Work to complete
Line by line, transcribe the data below exactly and pass over the images.

Items from a dataset
----

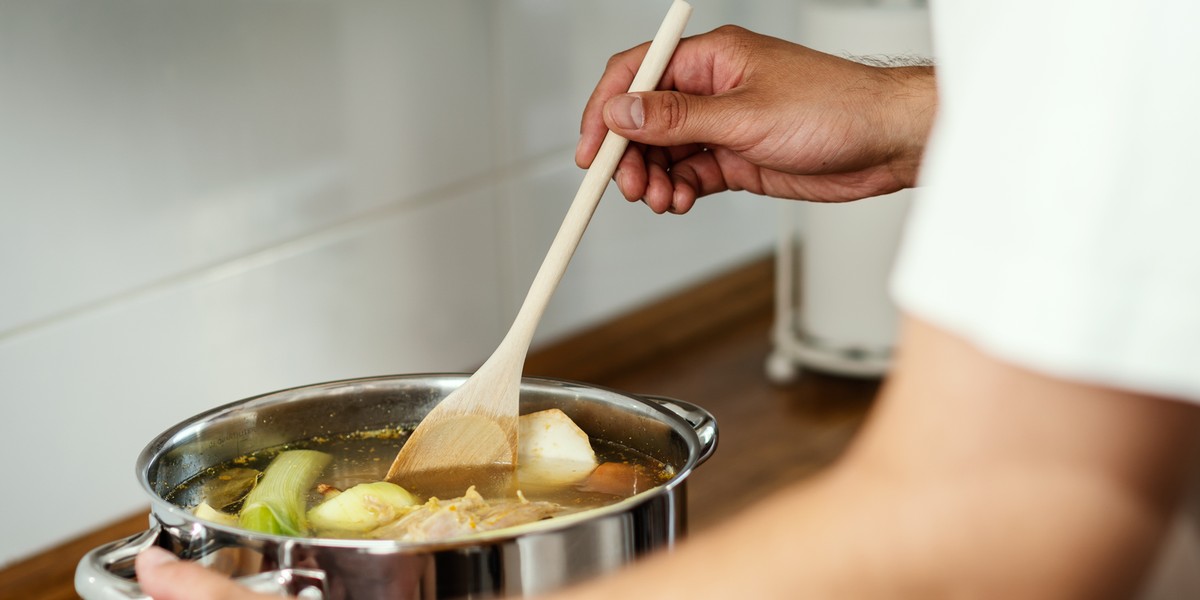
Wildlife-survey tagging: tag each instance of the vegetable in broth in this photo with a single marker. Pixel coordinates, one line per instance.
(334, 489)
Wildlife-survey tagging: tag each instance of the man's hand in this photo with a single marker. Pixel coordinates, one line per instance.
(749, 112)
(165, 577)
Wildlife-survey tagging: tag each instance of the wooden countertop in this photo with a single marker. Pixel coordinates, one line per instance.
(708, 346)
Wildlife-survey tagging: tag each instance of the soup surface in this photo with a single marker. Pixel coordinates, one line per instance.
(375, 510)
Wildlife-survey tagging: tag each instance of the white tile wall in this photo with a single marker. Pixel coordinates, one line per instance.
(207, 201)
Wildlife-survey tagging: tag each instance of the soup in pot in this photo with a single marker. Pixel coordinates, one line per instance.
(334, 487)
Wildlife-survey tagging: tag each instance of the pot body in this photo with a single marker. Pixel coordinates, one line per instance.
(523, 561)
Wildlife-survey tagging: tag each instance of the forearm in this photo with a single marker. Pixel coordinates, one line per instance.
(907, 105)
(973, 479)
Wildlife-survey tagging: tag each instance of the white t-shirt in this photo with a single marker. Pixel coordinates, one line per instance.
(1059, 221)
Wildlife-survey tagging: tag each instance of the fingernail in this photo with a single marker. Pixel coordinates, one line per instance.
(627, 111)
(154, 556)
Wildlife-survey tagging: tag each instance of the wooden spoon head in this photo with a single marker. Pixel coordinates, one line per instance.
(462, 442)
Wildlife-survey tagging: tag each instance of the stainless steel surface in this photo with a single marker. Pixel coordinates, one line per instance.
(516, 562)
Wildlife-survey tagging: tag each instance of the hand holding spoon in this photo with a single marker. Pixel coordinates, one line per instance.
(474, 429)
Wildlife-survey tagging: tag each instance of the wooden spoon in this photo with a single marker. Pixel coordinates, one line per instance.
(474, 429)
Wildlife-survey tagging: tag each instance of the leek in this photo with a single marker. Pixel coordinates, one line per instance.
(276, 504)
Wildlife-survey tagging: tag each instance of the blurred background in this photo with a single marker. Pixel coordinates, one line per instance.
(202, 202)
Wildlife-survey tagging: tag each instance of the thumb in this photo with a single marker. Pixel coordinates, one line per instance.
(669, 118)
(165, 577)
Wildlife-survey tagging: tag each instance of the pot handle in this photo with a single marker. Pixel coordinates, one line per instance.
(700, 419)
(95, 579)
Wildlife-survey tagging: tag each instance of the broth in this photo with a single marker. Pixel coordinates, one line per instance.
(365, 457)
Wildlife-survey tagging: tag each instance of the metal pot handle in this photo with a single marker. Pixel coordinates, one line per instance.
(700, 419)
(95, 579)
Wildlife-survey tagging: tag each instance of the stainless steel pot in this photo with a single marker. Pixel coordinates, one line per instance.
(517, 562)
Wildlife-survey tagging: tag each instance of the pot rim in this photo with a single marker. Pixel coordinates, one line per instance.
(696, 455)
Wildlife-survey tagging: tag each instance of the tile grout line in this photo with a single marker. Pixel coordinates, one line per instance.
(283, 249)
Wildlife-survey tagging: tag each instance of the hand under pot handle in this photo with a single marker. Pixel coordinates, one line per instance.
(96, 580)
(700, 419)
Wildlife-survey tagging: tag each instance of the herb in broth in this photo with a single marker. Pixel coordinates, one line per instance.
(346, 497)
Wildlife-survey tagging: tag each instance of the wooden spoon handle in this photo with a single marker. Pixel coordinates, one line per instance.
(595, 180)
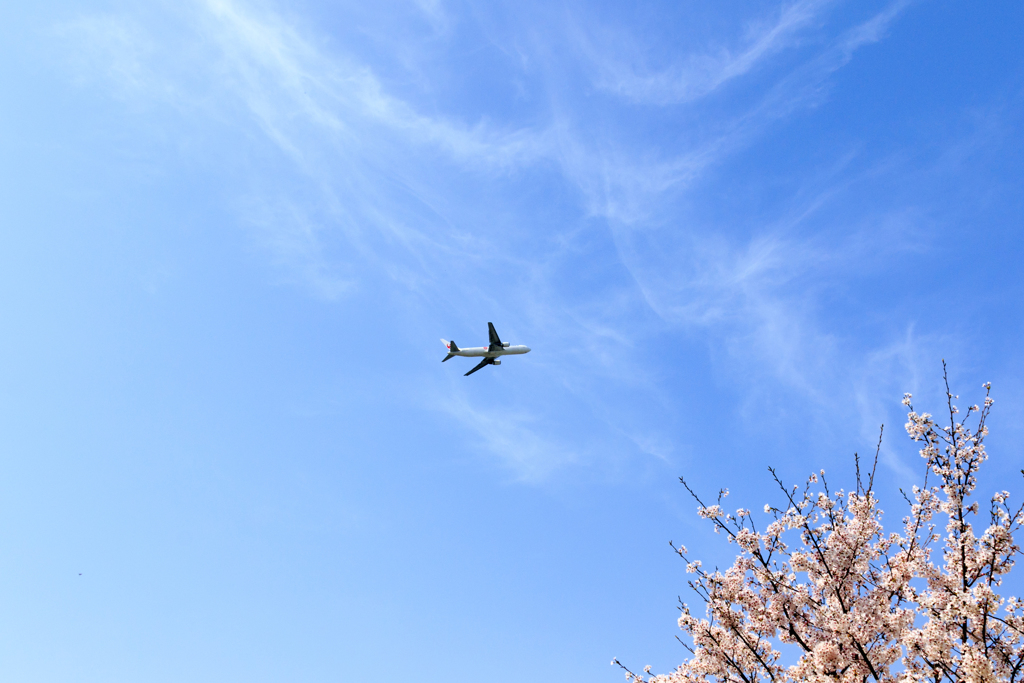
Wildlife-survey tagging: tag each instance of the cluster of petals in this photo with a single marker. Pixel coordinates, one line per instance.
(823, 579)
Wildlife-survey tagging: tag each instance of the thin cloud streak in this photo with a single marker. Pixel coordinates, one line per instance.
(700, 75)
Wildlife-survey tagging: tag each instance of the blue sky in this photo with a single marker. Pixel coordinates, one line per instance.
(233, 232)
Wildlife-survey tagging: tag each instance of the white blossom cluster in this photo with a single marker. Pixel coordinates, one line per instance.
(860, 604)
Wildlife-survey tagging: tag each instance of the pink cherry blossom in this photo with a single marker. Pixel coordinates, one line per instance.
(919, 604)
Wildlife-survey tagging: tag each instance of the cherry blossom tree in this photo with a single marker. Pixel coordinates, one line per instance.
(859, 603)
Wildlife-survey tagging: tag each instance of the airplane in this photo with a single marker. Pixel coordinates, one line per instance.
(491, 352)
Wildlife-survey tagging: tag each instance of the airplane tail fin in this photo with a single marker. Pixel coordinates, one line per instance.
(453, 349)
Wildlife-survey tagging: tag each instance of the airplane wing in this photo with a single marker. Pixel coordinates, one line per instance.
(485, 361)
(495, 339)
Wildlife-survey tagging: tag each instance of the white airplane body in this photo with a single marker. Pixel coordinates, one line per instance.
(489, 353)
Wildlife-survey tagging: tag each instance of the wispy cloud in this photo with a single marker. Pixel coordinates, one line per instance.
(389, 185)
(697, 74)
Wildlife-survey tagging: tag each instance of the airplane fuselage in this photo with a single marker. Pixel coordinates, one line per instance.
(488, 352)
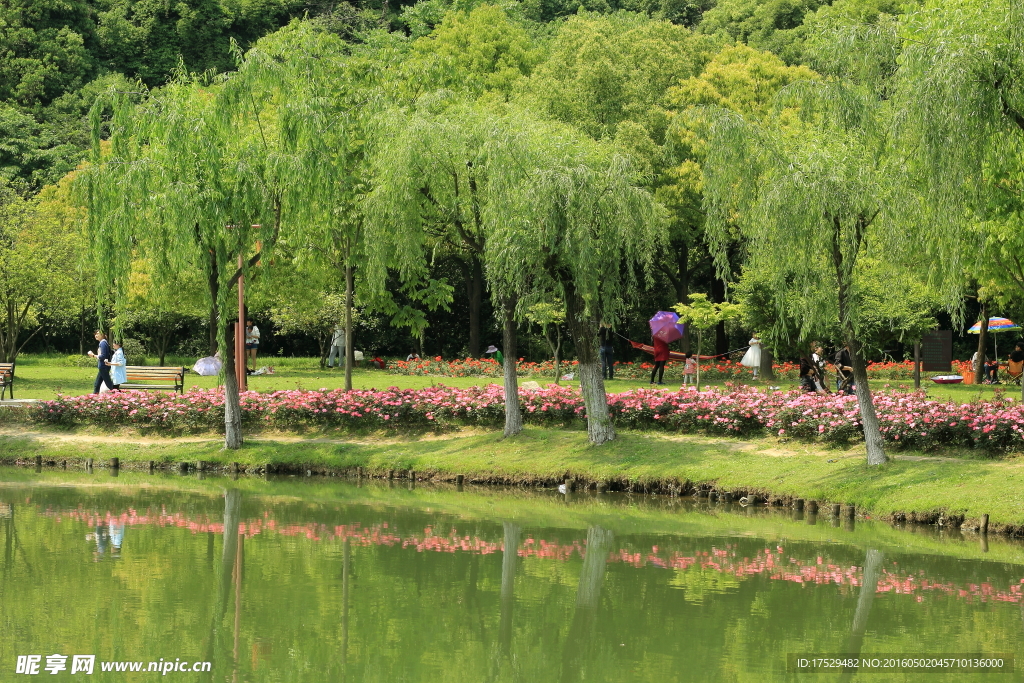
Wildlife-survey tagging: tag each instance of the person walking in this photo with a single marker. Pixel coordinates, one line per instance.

----

Response
Wildlife-survey tagging: tag each instance of the vegetable in broth in this photo with a single marker. Pixel coordinates, one line per instance.
(334, 489)
Wildlife-survey tagging: tag each instance of the man's hand in this photo with a single marker. Pixel coordinates, one line per instance.
(749, 112)
(165, 577)
Wildlife-survey tagging: tag each instance of the wooden countertop in this photo with a single marker. Pixel coordinates, one line per instance.
(708, 346)
Wildlife-survey tagging: tag each instance of the soup surface in this photo with a single marker. Pixel coordinates, one line per instance.
(375, 510)
Wildlife-survey tagging: tag each instance of the white tile wall in this photo with a single marker. Pixel coordinates, one line per instance.
(207, 201)
Wildlife-survey tagging: tag each instance of the soup in pot in this photo with a single marker. Pixel coordinates, one line per instance.
(334, 487)
Wildlife-survey tagging: tag each instance of the pot body in this photo with a single marker. Pixel coordinates, one line per instance.
(523, 561)
Wildlife-survey tagging: tag each instance of the forearm in this photo with a single marker. Pixel coordinates, one line per instance.
(907, 105)
(973, 479)
Wildlife-survey tagging: tag each instance of the white t-shirt in this photo with a single marker. Pixel coordinates, one line per instance.
(1059, 221)
Wildlife-survey tagging: tag each instance of the fingernail in this photo with a single marker. Pixel coordinates, one line per instance.
(627, 111)
(154, 556)
Wildlife-survey tagging: tag each instance of the wooden spoon head in this photo with a single marker. Pixel coordinates, one line per instance.
(462, 442)
Wildlife-survey tagging: tag each instance of the stainless steel surface in this photo with a single marker. Pixel coordinates, one line per instance.
(516, 562)
Wildlife-survey tagging: tag each instance of the hand holding spoon in this photo with a single marker. Pixel coordinates, one line per instance.
(474, 429)
Wildlife-survey tagging: tag each instance of the wooden spoon in this photo with a single marker. Pixel coordinates, one line per instance.
(474, 429)
Wildlife-survey tagging: tag each instance of the leek in this photo with a single marker. Pixel coordinates, one line per instance.
(276, 504)
Wildlife-survey tagging: tag each instance of the blurred background in this photo with a single marker. Pixel coordinates, one line per instance.
(202, 202)
Wildlife-survey tagging: tag each instance of the thumb in this photo with a single marker. Pixel coordinates, one line per instance.
(669, 118)
(165, 577)
Wildlife-survey tagging: tag each instance of the pot handle in this photo with a single marker. Pixel coordinates, one line per instance.
(700, 419)
(95, 579)
Wildlife-survey tagging: tag each instance of the broth in this photo with a single marker. Pixel coordinates, one line per instance.
(365, 457)
Wildlife-survey tagging: tag each instance of the metal pot handle in this photo with a single marker. Pixel coordinates, one line per instance.
(700, 419)
(95, 579)
Wildlife-survey tagging: tag each instance of the stainless steel pot in this photo with a single marker. Pixel coordinates, one line per instance.
(517, 562)
Wildlife-survey tagging: tag each instance of the pot rim in this photo with a single marker. Pixel coordinates, one line per instance.
(696, 455)
Wildlife-survey tagging: tag each instance of the tile grout line in this photo with a single marker. Pixel coordinates, one line per instance.
(283, 249)
Wildlife-survey tagging: tag each instance of the hand under pot handle in this photo with a single marker. Pixel coordinates, one line per instance.
(96, 580)
(700, 419)
Wildlife-survey tagging: tag each instance of the herb in broth in this photo with a single marker. Pixel coordinates, one line per instance.
(346, 497)
Wildlife-survey tagging: tag each instance of the wooden spoon handle in this photo with a single marker. Pixel coordinates, one line per instance.
(595, 180)
Wildlife-survey tagging: tag each instance of the cluster of petals in this photo with a single marker. Pixel coordinates, one line per instance.
(823, 579)
Wildlife-survey tagging: tag each instance of the thin cloud streak in this photo with a single marker. Pixel coordinates, one line per instance.
(700, 75)
Wildlife-survey tagging: tag each instance of the blue sky in this photo with a single marker. Pixel coordinates, one line per instance.
(233, 232)
Wildlife-survey tagging: tag each instance of the white blossom cluster in this photo with a single marker. Pixel coordinates, one line per instance.
(860, 604)
Wildlife-survey tagging: tag each instance of the pink cherry blossom in this photo with a single marker. Pixel coordinates, one line per instance.
(919, 604)
Wildlife-survey tagging: tag each instance of the cherry blossom tree in this photo with a single marker. Pixel coordinates, one line per instance.
(859, 603)
Wildlife-survey tagging: tag each instance of the airplane in this photo with a single marker. Pixel coordinates, one line per instance.
(491, 352)
Wildlife-survey tagging: tag each instance of the airplane tail fin in this photo with a single marker. Pixel coordinates, one line per instance.
(453, 349)
Wildlife-survey tagging: tag each instance of the airplane wing in this photo with a single marker. Pixel coordinates, one line per instance.
(485, 361)
(495, 339)
Wildlife-survey tagging: tag each instance of the white airplane body in this photo with a single marker. Pixel coordinates, one line per instance.
(489, 353)
Wildlife-survey tagging: tag each instance of the wispy cloud in this photo with a single marker. Pixel coordinates, one line per instance.
(389, 185)
(697, 74)
Wildlife-survey tagging: tag each instance of the airplane fuselage in this photo with a single marker. Pixel coordinates, one line per instance.
(488, 352)
Wildlife-survey tagging: tag each instance of the person walking in this photo with a single marker. Pixel coordinates, one line per instance.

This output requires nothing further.